- **AIM**
Rewrite the entries below with every "Result" changed to "Output", keeping all other text the same.

- **MATERIAL FOR THIS TASK**
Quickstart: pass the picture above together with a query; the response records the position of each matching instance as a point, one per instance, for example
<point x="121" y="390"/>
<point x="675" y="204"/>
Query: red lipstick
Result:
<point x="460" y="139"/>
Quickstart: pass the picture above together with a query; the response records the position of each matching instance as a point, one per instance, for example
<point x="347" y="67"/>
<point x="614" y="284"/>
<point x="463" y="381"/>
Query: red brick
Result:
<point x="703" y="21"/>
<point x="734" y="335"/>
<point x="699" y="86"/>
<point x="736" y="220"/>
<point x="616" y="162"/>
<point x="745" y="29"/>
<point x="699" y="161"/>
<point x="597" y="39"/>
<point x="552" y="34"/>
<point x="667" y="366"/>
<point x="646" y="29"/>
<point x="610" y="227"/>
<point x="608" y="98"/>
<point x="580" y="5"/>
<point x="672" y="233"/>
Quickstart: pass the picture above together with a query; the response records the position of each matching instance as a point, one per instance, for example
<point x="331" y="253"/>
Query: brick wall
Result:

- **TASK ANSWER**
Quickstart: pass the picture above together with a query; the response records the position of each matching instance as a point, one per instance, for example
<point x="121" y="390"/>
<point x="675" y="204"/>
Query: red lipstick
Output:
<point x="460" y="139"/>
Quickstart: pass the picture above together with a query; the response records the position of each matching instance as a point, one per instance, for example
<point x="347" y="67"/>
<point x="614" y="284"/>
<point x="463" y="381"/>
Query: red brick
Output:
<point x="703" y="21"/>
<point x="734" y="335"/>
<point x="699" y="86"/>
<point x="736" y="220"/>
<point x="616" y="162"/>
<point x="745" y="29"/>
<point x="699" y="161"/>
<point x="597" y="39"/>
<point x="552" y="34"/>
<point x="667" y="366"/>
<point x="646" y="29"/>
<point x="610" y="227"/>
<point x="608" y="98"/>
<point x="580" y="5"/>
<point x="672" y="233"/>
Quickstart: pass the picture above together with a query; the response records the position of each matching instance as a point, one per instance, for example
<point x="331" y="253"/>
Query: brick wall
Output:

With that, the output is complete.